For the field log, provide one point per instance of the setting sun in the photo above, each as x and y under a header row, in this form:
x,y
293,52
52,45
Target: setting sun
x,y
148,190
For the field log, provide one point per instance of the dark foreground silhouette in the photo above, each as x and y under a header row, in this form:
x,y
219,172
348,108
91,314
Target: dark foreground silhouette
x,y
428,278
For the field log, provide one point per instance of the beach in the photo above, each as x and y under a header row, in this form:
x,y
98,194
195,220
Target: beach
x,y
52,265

-----

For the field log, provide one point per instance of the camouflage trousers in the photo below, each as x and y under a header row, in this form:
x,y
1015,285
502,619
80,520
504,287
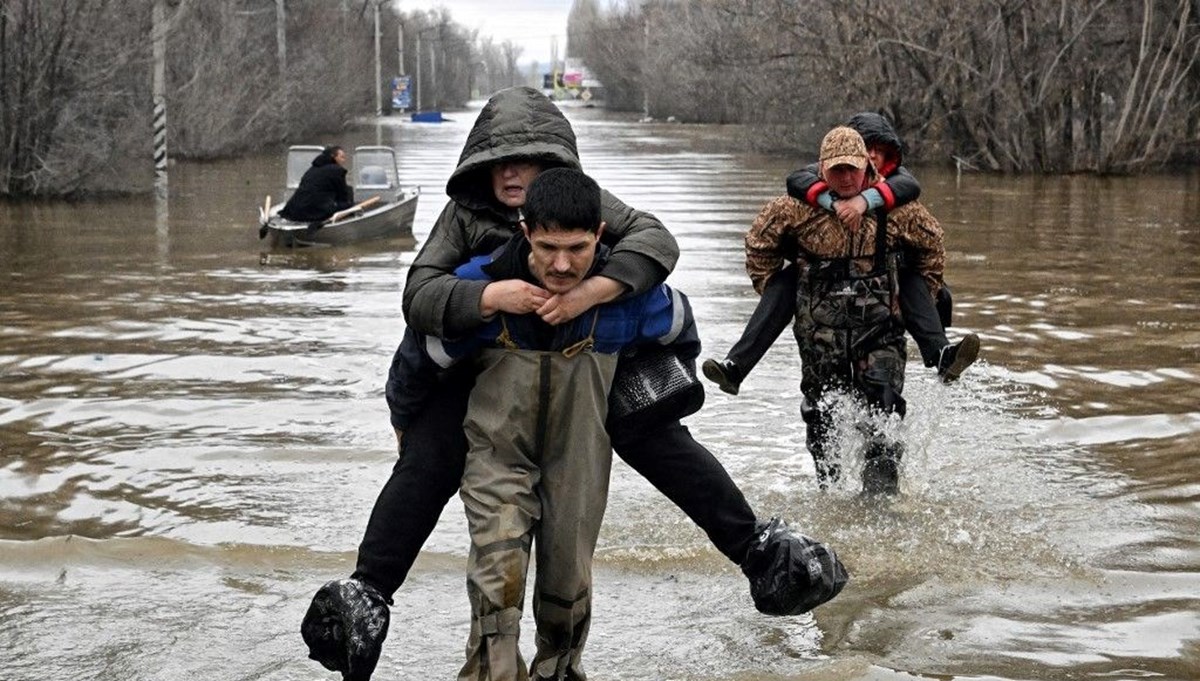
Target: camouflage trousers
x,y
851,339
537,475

-----

WRITTEN PROBLEM: From the items above, pull out every line that contains the word "header". Case counts.

SOLUTION:
For the field log, provide one point per instance of the setting sun in the photo above, each as x and y under a header row, in this form:
For the field log, provide one point per instance of the dark foreground silhouette in the photo above, each as x and y under a header row, in this form:
For the field log, provide one point per instance of the beach in the photo above, each as x and y under a header row, in this form:
For the field log, provide one point per instance of the camouflage trousers in the photo below, each as x and y under a header row, in this form:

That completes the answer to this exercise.